Please repeat the listing below word for word, from the line containing "Objective — one pin per instance of the paved" through the end of the listing.

Records supplied:
+--
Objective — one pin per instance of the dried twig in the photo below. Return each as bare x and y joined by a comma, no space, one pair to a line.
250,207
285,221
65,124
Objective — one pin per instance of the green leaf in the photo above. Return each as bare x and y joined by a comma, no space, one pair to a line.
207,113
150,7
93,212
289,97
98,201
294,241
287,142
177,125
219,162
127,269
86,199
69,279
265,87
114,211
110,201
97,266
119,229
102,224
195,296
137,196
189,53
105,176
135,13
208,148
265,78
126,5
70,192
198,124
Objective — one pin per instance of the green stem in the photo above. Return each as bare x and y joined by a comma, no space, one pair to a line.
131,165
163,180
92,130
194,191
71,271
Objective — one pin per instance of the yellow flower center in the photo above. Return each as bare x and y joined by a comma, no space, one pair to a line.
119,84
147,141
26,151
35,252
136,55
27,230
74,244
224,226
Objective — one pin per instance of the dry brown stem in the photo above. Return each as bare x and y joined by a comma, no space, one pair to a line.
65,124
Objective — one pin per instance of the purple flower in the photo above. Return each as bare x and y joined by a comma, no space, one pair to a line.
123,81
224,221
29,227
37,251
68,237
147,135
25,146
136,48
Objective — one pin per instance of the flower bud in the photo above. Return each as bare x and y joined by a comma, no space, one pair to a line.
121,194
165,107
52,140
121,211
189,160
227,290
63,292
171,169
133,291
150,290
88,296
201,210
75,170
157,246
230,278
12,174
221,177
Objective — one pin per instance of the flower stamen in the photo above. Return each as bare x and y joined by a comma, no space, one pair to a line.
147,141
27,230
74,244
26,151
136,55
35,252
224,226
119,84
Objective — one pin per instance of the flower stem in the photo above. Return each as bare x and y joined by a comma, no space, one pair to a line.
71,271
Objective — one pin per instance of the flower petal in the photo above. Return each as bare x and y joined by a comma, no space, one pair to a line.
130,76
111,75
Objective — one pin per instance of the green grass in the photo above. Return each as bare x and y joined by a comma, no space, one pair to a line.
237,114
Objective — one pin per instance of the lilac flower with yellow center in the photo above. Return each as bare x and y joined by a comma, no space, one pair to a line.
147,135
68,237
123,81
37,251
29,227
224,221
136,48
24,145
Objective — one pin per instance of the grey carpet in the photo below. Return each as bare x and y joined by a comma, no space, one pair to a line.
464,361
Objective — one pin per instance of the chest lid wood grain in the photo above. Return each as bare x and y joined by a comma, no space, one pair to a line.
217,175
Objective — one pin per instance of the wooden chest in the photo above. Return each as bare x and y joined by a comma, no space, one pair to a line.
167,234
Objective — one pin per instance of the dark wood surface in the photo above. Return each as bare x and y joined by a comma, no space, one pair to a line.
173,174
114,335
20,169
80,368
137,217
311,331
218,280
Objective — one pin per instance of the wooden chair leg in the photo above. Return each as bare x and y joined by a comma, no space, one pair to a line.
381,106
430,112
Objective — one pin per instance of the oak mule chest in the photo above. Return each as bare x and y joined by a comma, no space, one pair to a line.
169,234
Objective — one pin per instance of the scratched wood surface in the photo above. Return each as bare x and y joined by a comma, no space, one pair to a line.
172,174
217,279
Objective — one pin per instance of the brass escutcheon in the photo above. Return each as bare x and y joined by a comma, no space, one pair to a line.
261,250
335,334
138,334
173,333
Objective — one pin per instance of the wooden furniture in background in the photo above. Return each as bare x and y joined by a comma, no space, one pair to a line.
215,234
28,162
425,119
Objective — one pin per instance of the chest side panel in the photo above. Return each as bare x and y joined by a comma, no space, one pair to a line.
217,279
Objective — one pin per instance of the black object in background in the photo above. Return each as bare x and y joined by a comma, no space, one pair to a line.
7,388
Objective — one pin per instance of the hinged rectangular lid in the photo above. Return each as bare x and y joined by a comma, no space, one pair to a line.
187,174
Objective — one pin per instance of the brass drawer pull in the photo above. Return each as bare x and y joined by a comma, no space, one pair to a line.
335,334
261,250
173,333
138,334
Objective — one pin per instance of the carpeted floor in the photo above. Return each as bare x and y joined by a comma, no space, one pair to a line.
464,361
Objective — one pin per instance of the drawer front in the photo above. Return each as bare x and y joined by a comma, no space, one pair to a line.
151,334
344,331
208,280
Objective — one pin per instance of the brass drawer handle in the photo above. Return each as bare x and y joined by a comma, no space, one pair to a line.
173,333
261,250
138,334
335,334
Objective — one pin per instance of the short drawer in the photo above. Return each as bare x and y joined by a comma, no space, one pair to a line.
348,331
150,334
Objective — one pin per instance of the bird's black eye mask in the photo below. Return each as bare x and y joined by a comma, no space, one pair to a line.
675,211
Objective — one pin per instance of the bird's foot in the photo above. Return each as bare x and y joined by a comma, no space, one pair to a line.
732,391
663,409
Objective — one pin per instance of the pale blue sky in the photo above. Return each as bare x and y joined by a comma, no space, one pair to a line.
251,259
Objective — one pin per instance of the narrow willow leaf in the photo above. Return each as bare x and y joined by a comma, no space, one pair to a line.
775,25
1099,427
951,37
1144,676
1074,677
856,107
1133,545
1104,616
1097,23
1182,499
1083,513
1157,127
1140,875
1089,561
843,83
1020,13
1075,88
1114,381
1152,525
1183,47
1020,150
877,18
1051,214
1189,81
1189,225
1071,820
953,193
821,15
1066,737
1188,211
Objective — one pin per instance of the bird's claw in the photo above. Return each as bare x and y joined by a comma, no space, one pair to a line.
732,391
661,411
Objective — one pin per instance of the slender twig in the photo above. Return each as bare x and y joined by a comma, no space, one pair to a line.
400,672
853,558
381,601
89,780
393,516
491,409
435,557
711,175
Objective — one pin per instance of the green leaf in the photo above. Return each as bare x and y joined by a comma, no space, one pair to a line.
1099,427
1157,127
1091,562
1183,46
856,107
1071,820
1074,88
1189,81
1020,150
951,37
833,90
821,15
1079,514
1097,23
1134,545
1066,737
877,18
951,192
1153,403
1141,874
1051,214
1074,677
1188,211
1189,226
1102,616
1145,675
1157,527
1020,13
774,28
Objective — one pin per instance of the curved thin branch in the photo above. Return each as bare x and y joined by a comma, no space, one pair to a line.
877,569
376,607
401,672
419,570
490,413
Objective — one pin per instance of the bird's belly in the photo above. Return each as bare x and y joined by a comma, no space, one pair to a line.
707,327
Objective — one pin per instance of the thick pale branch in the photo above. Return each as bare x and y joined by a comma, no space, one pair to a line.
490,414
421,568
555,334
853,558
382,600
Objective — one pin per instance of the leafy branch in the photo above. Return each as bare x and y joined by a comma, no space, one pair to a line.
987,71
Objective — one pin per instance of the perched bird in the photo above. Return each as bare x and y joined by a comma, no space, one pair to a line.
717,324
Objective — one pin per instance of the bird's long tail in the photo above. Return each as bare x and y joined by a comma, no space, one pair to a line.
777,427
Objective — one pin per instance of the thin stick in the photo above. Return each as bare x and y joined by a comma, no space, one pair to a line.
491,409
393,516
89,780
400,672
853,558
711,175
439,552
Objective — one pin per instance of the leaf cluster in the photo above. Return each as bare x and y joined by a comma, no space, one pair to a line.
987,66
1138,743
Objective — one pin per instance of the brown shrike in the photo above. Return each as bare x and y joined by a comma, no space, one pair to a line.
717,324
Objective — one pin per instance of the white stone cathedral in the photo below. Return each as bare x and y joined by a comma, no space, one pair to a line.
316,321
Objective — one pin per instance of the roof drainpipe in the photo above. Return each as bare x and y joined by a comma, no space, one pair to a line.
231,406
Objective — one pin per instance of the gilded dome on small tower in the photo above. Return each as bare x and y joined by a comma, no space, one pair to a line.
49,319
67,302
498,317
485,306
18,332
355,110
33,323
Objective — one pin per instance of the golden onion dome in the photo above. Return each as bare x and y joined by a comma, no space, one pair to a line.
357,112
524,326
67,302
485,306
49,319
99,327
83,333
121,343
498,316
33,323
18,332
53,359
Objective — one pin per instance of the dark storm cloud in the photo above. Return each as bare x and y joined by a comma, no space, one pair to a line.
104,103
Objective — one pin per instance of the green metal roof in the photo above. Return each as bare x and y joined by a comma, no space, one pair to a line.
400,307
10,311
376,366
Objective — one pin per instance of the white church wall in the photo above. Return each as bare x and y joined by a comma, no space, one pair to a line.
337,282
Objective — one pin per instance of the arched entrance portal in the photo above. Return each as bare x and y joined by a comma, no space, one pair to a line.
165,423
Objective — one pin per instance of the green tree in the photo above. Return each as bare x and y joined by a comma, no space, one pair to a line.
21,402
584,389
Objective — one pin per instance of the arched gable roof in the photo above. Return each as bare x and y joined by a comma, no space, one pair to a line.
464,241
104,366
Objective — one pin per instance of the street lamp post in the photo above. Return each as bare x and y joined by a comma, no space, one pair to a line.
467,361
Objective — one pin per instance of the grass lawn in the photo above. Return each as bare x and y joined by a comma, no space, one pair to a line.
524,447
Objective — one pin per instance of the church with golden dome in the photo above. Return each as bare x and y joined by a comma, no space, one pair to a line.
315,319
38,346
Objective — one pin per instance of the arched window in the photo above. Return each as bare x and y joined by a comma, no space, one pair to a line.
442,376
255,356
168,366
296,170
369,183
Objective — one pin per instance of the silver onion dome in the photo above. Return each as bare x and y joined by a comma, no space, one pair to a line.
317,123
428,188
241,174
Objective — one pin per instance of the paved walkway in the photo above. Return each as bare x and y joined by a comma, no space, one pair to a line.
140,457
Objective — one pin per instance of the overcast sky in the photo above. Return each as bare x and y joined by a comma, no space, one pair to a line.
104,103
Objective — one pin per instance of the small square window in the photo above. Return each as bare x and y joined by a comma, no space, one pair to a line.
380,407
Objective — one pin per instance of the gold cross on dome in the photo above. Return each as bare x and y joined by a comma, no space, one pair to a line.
+--
Worked answer:
Objective — one pin per instance of the paved walkway in the photo above. Return each as bare x and y joined by a comma, no space, one pair to a line.
140,457
Objective — one pin per instance of the overcast sky in the photo above. Return each as bare x and y joined by a comma, no space, one pair to a line.
104,103
Objective — one pin per instance of the small square window in the photo above. Return each as bare x and y joined by a comma, no space, one pair to a line.
380,407
Objective — one pin per instance of the gold cross on dome in the photo above. Return each as bare x and y joined by a comma, no space, one pair to a line.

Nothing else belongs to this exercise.